The task: Up to and including the line that holds "Mark one point per instance of the butterfly wing", copy every line of the records below exactly, starting at the first; leave pictures out.
Segment Start: Records shown
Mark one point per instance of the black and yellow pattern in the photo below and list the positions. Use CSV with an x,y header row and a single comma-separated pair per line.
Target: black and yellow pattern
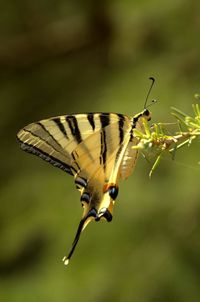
x,y
95,148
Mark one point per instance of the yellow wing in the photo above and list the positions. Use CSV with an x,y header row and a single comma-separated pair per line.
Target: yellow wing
x,y
92,147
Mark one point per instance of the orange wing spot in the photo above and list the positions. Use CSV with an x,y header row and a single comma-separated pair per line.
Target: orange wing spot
x,y
107,186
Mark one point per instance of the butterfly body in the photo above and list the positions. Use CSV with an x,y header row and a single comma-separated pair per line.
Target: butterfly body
x,y
95,148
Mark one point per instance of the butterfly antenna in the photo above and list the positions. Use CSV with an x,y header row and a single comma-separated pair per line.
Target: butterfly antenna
x,y
153,81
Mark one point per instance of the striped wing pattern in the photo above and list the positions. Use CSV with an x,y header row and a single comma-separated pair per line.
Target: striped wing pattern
x,y
95,148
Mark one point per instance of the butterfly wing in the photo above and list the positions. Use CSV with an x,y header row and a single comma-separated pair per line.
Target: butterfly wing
x,y
95,148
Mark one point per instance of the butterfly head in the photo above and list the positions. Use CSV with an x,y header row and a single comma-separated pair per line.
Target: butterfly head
x,y
146,114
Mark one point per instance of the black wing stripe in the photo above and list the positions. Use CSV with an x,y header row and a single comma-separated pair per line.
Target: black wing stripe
x,y
73,125
90,117
121,125
44,128
46,142
49,158
58,122
105,121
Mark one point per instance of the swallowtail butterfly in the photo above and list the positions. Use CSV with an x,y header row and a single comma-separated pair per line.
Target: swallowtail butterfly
x,y
95,148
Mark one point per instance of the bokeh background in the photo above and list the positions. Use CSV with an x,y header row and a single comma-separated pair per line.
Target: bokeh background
x,y
63,57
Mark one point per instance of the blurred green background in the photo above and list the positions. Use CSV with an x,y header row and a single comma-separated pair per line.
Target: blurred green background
x,y
63,57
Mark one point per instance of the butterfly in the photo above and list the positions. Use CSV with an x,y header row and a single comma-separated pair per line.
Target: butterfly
x,y
94,148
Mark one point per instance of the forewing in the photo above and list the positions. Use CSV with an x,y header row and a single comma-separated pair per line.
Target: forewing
x,y
56,139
Segment End: Records shown
Task response:
Mark one point per instance of the black and yellow pattern in the photo below and list the positions. Use CSV with an x,y header row and a single comma-separated pair per line.
Target: black and yellow pattern
x,y
95,148
Mark one point per instance of the yellow wing in the photo above and list the positions. Use CSV with an x,y header row and a single comma-separated pair per line.
Target: yellow wing
x,y
92,147
Mark one point per instance of the orange wing spot in the photo above and list the positions. Use CSV with an x,y header row and a single comma-separated pair per line.
Target: orange wing spot
x,y
107,186
Mark one point per instance of the butterfly body in the photo above and list the positions. Use CSV with an x,y header row and a single comma-separated pair per line.
Target: butterfly body
x,y
95,148
Mark one point per instance of the butterfly antenna in the photo above and list the positions. Use CSV with an x,y header row and a single comma-separated pair per line.
Target: butterfly antenna
x,y
153,81
Mark one point per instance of the striped wing pattern in the photo above and list the positions. Use CSV with an x,y header row and a single comma-separated pair per line.
Target: striped wing pattern
x,y
95,148
Mark one point per instance of the butterfly wing in the photo above and list the positions. Use CSV with an x,y header row and a single comma-separated pair per line.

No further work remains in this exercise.